**REQUIRED TASKS**:
A. Answer these questions about the discussion of quantifying programming work:
(i) By what percentage did a backend engineer improve the slow pages?
(ii) What throughput is given for the example "wrote a web api"?
(iii) What two things does moving around large amounts of money show?
B. Extend the discussion of quantifying programming work, picking up after its final quoted line.

**PASSAGE TO READ**:
******************************
They are absolutely BS because 99% of programming is unquantifiable. There are too many variables. I added 5 features this quarter and sales went up 5%. Is it because of the features, or better sales techniques, or dumb luck?

"Redesigned the web pages and user satisfaction went up 10%" - but also you hired 5 more customer support agents and a backend engineer improved the slow pages by 30%.

razzimatazz|3 years ago

"Created a new CMS in python (Based on the old CMS) (With a team of 2 others and one guru who did the design but I wrote his code) resulting in 70% reduction in update times (after we ran it in a cluster with twice the resources but I never could understand clustering so guess it was my coding)" "And didn't have time to write tests, and that project was canned because it took too long actually"

matwood|3 years ago

As engineers we're measuring everything, all the time right? The point is 'wrote a web api' is worse than saying 'wrote a web api that handled 1M tx/hour' or some such. Even if the number in this case was exaggerated, it stands out and we have something to discuss in the interview phase.

And if the software you write works with money at all, put the amounts in there. Moving around large amounts of money shows trust from your existing company, and attention to detail.

legerdemain|3 years ago

  > As engineers we're measuring everything, all the time right?
******************************
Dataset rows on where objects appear
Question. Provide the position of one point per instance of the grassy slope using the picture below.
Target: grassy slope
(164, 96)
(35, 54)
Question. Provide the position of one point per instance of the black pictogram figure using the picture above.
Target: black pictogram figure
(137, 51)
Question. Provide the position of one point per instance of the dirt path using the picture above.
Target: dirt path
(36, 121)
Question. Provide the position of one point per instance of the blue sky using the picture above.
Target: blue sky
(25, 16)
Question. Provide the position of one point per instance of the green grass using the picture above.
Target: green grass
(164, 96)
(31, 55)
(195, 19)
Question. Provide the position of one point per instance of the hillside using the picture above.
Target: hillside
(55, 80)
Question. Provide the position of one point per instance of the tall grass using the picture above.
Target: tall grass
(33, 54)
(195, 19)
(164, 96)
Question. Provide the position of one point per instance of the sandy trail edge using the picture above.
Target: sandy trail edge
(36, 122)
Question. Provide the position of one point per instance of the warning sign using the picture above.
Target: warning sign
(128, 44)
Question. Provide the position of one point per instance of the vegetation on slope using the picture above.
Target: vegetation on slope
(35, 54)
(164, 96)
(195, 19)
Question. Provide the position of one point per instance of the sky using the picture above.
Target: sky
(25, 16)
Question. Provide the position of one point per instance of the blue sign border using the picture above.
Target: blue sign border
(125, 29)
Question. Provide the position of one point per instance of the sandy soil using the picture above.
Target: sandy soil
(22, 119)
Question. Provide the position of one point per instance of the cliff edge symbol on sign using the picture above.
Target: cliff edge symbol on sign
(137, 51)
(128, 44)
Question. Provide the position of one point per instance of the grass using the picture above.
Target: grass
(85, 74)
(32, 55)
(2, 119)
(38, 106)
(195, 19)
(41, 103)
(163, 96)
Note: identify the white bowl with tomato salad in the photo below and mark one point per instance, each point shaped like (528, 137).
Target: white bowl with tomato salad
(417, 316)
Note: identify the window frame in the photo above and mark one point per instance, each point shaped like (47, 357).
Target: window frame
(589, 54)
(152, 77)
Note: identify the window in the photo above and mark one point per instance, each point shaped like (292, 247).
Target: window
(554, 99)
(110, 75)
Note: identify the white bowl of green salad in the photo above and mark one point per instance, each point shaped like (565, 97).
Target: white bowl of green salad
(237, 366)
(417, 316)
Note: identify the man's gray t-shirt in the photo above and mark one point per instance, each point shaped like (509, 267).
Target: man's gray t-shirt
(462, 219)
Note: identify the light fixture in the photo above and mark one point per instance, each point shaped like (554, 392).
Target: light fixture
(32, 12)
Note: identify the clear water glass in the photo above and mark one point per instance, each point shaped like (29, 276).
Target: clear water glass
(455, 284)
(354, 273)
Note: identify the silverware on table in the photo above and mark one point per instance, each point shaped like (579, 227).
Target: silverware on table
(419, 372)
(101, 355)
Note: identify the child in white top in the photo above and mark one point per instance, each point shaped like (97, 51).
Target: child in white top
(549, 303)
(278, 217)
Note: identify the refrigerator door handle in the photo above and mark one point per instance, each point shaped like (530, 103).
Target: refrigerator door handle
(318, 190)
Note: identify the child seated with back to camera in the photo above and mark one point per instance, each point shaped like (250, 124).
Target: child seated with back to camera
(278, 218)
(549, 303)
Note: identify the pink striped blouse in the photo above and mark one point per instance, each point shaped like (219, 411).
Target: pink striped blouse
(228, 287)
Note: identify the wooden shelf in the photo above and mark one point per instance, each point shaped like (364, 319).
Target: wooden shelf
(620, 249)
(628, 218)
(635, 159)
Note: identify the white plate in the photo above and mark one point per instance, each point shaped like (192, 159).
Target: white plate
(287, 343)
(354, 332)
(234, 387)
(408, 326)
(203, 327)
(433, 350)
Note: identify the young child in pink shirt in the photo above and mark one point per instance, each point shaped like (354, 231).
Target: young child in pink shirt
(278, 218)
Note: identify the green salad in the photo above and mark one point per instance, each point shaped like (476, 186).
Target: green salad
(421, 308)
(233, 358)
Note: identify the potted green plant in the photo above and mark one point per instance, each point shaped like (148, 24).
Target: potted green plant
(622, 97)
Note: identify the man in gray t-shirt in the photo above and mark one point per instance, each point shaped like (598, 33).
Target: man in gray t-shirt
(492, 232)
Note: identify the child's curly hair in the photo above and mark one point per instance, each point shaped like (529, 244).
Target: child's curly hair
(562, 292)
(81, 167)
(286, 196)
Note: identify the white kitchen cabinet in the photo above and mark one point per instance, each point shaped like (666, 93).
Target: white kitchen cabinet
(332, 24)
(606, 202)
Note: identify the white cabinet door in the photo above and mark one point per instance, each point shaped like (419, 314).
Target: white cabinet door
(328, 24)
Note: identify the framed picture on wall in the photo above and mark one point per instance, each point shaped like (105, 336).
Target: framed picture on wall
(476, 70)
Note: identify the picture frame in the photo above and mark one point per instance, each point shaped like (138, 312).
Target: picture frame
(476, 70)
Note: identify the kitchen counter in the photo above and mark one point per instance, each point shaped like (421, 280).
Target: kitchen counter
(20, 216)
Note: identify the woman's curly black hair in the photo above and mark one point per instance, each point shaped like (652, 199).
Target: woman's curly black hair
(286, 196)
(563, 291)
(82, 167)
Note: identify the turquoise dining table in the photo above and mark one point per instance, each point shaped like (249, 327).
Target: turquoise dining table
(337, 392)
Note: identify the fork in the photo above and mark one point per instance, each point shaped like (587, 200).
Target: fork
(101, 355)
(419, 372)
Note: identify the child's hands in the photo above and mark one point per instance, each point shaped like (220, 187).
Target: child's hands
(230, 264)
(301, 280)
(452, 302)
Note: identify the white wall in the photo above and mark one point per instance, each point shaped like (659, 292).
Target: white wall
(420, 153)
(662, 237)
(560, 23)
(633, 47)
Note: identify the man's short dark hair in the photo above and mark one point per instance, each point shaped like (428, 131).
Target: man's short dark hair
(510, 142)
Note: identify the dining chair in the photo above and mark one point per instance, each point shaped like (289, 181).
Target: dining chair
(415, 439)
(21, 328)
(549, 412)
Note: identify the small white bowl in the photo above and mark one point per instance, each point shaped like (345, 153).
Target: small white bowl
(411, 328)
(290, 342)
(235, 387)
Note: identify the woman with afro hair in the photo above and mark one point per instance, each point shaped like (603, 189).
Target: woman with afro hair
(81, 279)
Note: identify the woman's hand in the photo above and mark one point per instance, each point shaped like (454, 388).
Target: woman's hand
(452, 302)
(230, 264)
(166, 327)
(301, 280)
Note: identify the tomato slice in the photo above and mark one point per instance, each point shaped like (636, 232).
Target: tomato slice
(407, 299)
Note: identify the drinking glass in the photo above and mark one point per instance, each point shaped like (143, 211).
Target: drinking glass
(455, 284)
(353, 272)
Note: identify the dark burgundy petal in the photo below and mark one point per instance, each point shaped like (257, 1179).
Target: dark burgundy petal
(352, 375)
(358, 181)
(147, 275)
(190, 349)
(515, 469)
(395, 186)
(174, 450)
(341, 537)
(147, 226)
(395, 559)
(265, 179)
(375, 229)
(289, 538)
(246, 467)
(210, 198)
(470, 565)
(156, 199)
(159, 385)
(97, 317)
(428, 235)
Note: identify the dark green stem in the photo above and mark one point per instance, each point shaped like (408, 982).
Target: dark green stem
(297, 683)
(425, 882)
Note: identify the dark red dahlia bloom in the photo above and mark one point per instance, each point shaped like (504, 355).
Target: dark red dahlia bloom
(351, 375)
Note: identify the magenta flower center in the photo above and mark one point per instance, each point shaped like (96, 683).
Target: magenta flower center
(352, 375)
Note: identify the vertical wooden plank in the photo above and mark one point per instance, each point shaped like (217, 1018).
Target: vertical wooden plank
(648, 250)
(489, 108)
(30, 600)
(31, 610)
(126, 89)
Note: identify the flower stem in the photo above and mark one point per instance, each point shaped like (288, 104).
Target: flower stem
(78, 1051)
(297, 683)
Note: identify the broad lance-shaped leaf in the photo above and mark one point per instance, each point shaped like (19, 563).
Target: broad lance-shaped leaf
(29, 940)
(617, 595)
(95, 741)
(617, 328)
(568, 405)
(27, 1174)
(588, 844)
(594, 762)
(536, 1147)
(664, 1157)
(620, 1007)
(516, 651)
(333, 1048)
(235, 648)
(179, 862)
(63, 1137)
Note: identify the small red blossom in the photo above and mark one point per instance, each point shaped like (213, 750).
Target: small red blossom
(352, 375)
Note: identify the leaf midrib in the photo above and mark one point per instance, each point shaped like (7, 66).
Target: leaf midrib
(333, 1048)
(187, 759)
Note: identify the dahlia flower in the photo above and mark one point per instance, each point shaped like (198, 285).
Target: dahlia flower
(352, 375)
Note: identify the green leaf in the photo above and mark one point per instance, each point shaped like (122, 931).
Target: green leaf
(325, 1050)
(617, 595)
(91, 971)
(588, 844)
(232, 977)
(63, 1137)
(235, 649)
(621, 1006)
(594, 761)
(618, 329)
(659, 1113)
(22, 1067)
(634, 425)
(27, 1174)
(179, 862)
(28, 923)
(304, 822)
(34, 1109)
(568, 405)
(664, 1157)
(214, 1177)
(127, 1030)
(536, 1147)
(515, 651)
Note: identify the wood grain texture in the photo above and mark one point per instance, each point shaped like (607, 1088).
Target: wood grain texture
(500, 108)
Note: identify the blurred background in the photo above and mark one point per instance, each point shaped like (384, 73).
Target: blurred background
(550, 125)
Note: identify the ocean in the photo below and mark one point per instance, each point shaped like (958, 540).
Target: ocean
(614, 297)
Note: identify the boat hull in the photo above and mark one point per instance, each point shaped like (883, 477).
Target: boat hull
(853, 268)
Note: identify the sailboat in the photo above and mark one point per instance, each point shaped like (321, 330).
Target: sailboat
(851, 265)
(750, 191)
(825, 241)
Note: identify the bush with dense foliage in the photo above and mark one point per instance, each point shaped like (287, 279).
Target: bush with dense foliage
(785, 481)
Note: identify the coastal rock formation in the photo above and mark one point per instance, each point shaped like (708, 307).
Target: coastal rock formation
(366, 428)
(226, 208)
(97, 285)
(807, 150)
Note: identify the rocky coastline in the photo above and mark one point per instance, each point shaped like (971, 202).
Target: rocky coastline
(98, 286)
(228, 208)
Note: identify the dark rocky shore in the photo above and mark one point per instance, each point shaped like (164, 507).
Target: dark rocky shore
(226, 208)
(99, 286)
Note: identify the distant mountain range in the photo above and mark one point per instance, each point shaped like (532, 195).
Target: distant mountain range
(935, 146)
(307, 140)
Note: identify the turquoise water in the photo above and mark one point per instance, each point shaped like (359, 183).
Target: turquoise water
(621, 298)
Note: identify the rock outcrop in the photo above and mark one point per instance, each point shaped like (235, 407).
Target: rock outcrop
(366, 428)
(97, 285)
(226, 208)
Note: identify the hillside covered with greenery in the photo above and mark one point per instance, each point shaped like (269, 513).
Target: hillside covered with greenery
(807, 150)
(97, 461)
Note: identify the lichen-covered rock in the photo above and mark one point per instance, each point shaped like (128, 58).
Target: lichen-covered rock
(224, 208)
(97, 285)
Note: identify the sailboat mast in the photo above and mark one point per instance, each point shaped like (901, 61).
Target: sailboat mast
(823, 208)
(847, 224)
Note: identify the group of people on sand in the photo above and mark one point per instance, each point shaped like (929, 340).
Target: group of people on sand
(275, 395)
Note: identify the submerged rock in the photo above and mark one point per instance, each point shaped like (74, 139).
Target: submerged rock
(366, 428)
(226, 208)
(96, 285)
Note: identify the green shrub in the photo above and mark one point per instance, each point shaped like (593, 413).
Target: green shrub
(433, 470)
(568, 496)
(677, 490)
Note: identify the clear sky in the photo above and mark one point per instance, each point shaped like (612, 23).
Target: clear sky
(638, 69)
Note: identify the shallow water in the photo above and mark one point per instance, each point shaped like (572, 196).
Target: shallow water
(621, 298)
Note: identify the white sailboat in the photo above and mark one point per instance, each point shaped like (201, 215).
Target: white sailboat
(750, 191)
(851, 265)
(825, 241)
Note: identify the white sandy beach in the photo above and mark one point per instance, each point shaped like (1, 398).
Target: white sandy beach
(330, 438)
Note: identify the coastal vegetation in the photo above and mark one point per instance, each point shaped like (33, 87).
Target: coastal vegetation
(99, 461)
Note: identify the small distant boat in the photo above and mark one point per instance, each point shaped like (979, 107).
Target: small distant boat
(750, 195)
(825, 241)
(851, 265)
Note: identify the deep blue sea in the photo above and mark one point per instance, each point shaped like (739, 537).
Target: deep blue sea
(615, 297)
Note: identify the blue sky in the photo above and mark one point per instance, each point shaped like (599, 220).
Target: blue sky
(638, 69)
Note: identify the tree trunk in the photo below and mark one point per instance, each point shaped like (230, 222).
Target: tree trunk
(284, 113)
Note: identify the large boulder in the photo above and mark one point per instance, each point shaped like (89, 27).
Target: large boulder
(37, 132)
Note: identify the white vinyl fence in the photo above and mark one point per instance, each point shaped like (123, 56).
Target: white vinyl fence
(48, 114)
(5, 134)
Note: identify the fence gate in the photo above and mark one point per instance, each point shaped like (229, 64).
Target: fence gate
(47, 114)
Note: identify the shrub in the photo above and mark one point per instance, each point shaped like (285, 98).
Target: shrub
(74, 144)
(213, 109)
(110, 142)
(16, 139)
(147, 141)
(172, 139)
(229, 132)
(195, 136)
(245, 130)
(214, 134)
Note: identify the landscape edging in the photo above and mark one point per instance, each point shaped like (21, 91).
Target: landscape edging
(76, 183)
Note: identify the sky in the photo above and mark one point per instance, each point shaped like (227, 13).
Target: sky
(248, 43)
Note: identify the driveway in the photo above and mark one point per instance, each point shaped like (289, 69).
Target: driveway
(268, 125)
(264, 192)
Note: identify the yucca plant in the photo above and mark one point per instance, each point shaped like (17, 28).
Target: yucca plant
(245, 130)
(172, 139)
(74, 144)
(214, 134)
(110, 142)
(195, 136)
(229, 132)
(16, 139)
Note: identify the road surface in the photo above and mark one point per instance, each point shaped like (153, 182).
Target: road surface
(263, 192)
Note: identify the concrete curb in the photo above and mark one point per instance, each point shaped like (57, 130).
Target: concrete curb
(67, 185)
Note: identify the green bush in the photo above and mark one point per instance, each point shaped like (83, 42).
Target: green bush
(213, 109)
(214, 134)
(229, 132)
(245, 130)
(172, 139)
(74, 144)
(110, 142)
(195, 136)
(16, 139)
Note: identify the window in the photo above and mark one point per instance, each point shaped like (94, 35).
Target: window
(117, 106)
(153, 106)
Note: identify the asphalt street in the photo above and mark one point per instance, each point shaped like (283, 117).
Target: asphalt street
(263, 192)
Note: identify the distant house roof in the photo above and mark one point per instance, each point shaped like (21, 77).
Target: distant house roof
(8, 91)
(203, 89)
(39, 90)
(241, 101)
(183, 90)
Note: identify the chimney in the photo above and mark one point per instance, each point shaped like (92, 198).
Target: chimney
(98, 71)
******************************
**ANSWERS**:
A.
(i) 30%
(ii) 1M tx/hour
(iii) Trust from your existing company, and attention to detail.

B.
Is this mostly a joke? I've written plenty of APIs, but I have never load-tested them in isolation, never had to respond to underperforming latency or throughput metrics, or even face any feedback on software performance. In most cases, I don't know who uses the code I wrote, and no metrics from them ever make it back to me personally. For exactly 95.2% of what I've delivered, I couldn't tell you that I improved Foo by Bar units even if you held a gun to my head.

This is after years of delivering LOB software to clients in banking, manufacturing, and oil & gas industries.

BeetleB|3 years ago

> As engineers we're measuring everything, all the time right?

Ha ha ha ha!

Asking questions like "What data do you have to support this?" can often create a lot of enemies - including your manager.

cduzz|3 years ago

I'm not so sure about this. I support things and I've supported them over absurd growth periods for years. I've lost track of how many zeros are on the number of things per thing; it doesn't matter.

The process is: You're in charge of a thing, it grows, it breaks, you fix it, it grows, it breaks, you refactor it, it grows, it breaks, you fix it, it grows you replace it and shard it into N things, they grow, they break, etc. The metrics matter, but after a while it's just bigger and bigger but gotta work, so you just make it work.

Oh -- obviously I'm not an engineer -- I don't wear a striped hat and drive a train or sign blue prints.

jedberg|3 years ago

They might be, but they are a good jumping off point for a discussion during an interview. But also if you say something interesting, it will pique my interest enough that I at least want to talk to you about it in an interview.

squeaky-clean|3 years ago

Was going to say this. You need your resume to cover both types of people who will be looking at it. HR/Managers for initial screening and then developers for the real interview. For a startup where I know the dev or founder are seeing my resume right away, I wouldn't include those types of quantifications. If I'm applying at ${bigcorp} then it helps get you through round 1.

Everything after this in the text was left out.